Authors:
James Skinner & Nick Ridler, National Physical Laboratory
Nils Nazoa, LA Techniques Ltd
Mark Ashcroft, Pico Technology
Abstract
These days, many instrument calibrations are performed automatically – for example, using electronic calibration units. This includes calibration of vector network analysers (VNAs) where the calibration standards are generated electronically rather than using mechanical devices. However, verifying performance – particularly accuracy – of these electronic units is more difficult due to the “black box” nature of these devices. This paper describes a benchmarking exercise of a new-to-market electronic calibration unit, designed specifically for use with a portable USB-driven VNA. This includes a comparison of performance with mechanical calibration kits, and a comparison with the most accurate measurements available, obtained using primary national standards.
Introduction
One of the most important measuring instruments found in nearly all radio frequency (RF) and microwave test and measurement laboratories is the vector network analyser (VNA). These instruments can provide full characterization of most types of RF and microwave devices. In recent years, there has been much interest in developing USB-driven VNAs [1] to provide the portability, convenience and potentially cost advantages that are desirable in many measurement situations. However, calibration of VNAs is a necessary step toward achieving measurements with any degree of accuracy [2]. Traditional calibration methods involve the use of mechanical standards such as short-circuits, open-circuits and matched-loads. These are not always easy to implement, are tedious to connect and the process sequence is prone to errors. This has led to the development of electronic calibration methods [3] which are easier to implement, and provide a very quick and highly repeatable calibration process.
An example of an electronic calibration method for USB-driven VNAs is Pico Technology’s E-Cal unit– this combines the convenience and portability of the VNA with easy and reliable calibration [4]. The challenge is now to validate these electronic calibration units by checking their performance against other more well-established techniques. This paper presents the outcomes for two such benchmarking assessments: (i) a comparison with results obtained using conventional mechanical calibration kits; (ii) a comparison with the UK’s primary national standard capability, which provides internationally recognized measurements at the very highest levels of accuracy [5].

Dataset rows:
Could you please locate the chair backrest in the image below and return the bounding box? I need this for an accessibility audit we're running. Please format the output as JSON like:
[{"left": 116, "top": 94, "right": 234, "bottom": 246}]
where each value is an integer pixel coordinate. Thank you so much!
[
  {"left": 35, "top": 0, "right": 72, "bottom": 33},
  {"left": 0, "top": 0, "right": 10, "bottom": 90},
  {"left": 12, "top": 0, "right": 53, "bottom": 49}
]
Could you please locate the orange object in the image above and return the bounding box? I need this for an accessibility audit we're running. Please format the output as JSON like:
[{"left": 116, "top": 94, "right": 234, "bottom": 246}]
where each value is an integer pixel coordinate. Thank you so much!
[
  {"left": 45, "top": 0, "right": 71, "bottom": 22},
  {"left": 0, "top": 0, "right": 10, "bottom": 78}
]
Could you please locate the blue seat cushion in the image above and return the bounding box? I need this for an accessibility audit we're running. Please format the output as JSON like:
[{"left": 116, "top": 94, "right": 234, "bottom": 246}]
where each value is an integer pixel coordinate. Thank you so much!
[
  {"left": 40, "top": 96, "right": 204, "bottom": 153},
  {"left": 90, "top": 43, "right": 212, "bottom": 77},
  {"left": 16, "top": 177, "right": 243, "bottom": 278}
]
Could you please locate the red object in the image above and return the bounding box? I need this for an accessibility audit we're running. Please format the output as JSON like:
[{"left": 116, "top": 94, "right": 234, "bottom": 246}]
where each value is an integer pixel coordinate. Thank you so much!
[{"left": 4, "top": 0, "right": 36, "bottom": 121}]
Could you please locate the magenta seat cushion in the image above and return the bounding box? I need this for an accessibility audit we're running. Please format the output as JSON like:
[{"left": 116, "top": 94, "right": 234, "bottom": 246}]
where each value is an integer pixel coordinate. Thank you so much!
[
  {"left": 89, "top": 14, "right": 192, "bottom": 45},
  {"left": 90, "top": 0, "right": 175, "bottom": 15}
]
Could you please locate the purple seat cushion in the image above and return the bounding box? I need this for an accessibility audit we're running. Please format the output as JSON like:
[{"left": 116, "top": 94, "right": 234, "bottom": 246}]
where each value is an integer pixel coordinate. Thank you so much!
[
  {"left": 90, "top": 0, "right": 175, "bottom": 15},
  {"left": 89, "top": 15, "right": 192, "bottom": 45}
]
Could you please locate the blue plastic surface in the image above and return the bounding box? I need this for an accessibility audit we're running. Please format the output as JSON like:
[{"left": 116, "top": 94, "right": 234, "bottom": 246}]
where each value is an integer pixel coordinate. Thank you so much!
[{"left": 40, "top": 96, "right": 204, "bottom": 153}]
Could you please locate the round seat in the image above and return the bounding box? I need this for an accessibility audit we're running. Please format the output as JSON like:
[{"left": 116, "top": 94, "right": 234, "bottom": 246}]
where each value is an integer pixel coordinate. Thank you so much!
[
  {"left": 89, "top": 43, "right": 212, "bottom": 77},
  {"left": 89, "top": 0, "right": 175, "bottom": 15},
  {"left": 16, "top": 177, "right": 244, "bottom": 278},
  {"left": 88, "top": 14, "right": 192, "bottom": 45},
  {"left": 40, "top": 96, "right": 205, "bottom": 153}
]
==
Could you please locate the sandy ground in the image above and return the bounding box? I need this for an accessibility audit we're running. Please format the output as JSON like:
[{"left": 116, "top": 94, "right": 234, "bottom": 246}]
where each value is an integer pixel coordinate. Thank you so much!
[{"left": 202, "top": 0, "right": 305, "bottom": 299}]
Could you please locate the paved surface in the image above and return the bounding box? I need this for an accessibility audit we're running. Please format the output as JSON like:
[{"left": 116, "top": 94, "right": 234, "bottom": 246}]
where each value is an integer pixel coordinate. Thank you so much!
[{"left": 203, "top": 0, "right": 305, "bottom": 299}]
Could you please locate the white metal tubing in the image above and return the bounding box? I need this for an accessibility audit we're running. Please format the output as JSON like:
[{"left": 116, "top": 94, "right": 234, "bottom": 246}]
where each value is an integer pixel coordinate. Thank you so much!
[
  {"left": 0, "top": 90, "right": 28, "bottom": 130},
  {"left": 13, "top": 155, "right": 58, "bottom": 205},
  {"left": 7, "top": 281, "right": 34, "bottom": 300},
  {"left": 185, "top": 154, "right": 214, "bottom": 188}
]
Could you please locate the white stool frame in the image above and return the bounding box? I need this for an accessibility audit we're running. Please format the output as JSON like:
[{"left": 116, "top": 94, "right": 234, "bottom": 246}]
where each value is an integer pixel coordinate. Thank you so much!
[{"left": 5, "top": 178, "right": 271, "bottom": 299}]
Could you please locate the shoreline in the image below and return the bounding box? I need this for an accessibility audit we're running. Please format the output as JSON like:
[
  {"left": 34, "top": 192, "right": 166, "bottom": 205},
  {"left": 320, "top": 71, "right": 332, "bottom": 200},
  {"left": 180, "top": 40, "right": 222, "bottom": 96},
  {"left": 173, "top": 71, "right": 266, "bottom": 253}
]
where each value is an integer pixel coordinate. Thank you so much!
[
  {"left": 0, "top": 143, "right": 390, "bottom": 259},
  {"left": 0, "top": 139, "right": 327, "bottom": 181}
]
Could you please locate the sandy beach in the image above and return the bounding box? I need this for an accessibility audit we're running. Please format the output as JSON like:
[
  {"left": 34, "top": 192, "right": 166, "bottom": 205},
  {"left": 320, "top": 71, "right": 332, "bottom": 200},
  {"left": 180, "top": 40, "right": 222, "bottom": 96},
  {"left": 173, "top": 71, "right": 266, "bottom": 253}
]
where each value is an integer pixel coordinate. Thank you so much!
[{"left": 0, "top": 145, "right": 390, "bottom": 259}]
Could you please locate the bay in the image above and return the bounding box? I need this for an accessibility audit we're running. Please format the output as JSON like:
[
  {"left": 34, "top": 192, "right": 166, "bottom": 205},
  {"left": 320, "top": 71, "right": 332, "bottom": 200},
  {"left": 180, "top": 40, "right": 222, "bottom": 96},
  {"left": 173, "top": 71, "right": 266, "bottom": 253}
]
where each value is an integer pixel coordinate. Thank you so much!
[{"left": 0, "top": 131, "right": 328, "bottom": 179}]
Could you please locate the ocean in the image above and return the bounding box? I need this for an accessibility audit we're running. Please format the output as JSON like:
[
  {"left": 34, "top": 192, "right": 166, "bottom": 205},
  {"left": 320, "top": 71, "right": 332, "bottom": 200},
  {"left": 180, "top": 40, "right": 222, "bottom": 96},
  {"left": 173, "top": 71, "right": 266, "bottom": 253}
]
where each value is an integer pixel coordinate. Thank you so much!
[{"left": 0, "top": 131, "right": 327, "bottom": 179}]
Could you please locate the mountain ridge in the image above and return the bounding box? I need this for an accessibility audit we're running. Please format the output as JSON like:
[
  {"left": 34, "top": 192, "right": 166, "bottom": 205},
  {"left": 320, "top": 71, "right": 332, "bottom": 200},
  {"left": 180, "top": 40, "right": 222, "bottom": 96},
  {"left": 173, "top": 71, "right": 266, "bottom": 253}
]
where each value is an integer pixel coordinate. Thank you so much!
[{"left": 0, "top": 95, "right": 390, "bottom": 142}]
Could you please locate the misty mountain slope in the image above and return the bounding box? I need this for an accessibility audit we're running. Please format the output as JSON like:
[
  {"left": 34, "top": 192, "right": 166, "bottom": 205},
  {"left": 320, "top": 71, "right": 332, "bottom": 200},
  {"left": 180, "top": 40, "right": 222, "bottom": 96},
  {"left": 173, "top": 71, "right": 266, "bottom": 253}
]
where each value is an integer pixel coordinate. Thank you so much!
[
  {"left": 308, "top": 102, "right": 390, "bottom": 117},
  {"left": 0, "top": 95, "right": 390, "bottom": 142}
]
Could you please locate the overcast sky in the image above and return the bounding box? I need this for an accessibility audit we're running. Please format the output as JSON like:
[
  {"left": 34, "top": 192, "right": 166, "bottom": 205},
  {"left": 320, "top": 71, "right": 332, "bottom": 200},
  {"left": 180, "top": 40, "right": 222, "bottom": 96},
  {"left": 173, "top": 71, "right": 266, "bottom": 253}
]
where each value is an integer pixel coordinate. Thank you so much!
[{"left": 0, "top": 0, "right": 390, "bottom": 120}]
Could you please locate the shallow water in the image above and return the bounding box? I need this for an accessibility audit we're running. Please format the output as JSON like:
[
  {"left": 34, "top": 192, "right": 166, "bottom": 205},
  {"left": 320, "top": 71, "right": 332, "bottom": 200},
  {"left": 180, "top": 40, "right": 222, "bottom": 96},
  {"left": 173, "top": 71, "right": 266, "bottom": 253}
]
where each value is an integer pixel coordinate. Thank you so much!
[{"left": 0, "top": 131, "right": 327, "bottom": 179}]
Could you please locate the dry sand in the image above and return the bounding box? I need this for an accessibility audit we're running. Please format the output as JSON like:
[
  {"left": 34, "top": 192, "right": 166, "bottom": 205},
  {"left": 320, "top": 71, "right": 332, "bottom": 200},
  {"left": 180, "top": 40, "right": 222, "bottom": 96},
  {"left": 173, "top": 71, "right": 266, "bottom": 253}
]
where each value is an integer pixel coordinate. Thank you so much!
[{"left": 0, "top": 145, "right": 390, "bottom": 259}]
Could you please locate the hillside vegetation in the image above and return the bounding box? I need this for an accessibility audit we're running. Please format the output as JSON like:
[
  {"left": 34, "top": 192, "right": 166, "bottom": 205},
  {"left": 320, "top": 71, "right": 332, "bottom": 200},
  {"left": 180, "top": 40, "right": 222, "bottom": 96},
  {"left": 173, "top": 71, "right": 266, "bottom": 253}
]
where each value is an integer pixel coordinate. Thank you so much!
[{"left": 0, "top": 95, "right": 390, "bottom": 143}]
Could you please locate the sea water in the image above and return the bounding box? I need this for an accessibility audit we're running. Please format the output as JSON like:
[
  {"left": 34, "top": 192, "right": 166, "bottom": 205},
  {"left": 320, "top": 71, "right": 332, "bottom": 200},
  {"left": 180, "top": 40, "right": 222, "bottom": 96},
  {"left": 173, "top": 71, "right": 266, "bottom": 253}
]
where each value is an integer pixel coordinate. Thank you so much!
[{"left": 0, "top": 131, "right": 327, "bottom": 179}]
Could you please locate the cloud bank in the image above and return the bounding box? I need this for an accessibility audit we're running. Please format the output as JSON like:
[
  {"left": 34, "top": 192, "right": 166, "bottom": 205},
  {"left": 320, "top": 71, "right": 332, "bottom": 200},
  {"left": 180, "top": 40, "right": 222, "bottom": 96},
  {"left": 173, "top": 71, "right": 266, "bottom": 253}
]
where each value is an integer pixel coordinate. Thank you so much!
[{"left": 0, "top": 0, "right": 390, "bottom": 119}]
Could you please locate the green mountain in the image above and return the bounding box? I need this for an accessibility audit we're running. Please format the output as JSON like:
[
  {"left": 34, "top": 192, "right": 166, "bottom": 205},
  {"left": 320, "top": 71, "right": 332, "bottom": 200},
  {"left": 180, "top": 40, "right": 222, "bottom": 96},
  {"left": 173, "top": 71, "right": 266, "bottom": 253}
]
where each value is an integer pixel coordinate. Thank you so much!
...
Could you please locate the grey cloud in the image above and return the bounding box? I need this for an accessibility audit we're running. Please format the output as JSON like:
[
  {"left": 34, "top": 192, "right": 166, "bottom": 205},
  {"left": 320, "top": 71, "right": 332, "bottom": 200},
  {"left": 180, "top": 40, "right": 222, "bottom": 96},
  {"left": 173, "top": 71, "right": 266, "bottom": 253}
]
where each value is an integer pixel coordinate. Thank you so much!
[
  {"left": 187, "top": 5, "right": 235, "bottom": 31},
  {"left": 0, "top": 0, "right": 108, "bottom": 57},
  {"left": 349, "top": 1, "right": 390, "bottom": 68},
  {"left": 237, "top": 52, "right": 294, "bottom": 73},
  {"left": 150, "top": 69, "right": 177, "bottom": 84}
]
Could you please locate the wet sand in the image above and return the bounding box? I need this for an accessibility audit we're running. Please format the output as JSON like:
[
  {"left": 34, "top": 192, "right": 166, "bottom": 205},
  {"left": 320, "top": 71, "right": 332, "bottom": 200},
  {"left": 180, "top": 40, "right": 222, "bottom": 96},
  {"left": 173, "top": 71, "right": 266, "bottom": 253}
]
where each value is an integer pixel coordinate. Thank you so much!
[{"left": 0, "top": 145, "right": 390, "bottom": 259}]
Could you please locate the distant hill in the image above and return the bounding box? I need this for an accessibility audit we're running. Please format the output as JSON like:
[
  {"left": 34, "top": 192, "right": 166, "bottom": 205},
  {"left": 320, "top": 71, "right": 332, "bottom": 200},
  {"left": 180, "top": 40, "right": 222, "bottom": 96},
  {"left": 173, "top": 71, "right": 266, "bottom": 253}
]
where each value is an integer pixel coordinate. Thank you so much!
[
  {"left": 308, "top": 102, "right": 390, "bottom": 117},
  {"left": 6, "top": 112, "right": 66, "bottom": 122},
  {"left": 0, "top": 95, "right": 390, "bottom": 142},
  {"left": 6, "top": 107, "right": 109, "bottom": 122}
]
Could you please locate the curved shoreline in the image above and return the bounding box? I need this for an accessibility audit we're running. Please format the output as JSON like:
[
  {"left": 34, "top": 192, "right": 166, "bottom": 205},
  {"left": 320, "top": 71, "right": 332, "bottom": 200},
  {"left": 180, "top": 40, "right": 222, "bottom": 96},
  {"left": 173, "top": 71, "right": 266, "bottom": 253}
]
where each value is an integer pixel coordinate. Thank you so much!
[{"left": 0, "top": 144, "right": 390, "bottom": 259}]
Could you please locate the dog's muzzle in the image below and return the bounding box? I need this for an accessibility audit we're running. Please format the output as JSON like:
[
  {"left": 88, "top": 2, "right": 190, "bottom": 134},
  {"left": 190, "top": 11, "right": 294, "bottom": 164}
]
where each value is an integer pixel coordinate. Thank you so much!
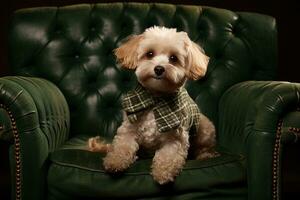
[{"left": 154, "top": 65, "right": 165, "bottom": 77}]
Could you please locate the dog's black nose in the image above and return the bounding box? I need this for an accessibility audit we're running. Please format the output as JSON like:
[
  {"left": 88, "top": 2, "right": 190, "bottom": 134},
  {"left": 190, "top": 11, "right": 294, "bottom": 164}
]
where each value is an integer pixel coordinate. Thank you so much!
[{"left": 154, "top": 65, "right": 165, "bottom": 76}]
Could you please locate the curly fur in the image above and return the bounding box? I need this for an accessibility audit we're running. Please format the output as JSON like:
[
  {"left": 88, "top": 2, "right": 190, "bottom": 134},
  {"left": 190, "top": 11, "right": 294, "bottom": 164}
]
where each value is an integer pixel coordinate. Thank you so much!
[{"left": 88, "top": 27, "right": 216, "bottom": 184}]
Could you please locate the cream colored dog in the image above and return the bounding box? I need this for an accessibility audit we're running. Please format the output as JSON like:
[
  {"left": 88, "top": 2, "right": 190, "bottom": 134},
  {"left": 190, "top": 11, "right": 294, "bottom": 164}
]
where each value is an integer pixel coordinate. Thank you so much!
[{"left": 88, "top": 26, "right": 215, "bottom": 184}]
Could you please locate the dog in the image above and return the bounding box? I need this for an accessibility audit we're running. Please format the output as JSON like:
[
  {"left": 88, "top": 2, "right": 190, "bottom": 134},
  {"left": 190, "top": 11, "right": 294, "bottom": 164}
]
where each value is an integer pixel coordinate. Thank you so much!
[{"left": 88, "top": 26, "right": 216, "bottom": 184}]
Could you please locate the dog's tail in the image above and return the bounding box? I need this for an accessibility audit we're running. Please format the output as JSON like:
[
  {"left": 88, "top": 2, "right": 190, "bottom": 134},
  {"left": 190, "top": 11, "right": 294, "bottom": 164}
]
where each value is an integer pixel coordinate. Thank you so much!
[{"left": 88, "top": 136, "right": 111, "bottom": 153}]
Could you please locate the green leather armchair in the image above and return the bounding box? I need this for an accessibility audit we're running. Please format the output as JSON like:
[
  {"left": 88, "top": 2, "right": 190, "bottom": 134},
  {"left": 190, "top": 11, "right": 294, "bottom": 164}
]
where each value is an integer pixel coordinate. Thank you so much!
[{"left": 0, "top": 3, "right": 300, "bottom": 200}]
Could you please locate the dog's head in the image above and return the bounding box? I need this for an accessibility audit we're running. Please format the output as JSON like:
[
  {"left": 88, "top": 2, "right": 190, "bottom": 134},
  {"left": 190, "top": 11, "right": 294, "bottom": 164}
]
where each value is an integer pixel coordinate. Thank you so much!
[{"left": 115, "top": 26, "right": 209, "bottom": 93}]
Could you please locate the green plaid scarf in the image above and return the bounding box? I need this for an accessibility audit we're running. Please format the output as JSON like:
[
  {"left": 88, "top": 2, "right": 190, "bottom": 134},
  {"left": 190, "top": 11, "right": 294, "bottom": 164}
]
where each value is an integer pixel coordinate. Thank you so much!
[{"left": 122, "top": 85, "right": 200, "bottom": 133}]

EXERCISE A: From the calibration paper, print the passage from "An example of" up to and including "of accuracy [5].".
EXERCISE B:
Answer these questions from the calibration paper:
(i) Which mechanical standards do traditional calibration methods use?
(ii) What is the name of Pico Technology's electronic calibration unit?
(iii) Which organization are James Skinner and Nick Ridler with?
The calibration paper alone is enough here; the lines can be left aside.

WORKED SOLUTION A:
An example of an electronic calibration method for USB-driven VNAs is Pico Technology’s E-Cal unit– this combines the convenience and portability of the VNA with easy and reliable calibration [4]. The challenge is now to validate these electronic calibration units by checking their performance against other more well-established techniques. This paper presents the outcomes for two such benchmarking assessments: (i) a comparison with results obtained using conventional mechanical calibration kits; (ii) a comparison with the UK’s primary national standard capability, which provides internationally recognized measurements at the very highest levels of accuracy [5].

WORKED SOLUTION B:
(i) Short-circuits, open-circuits and matched-loads.
(ii) E-Cal.
(iii) National Physical Laboratory.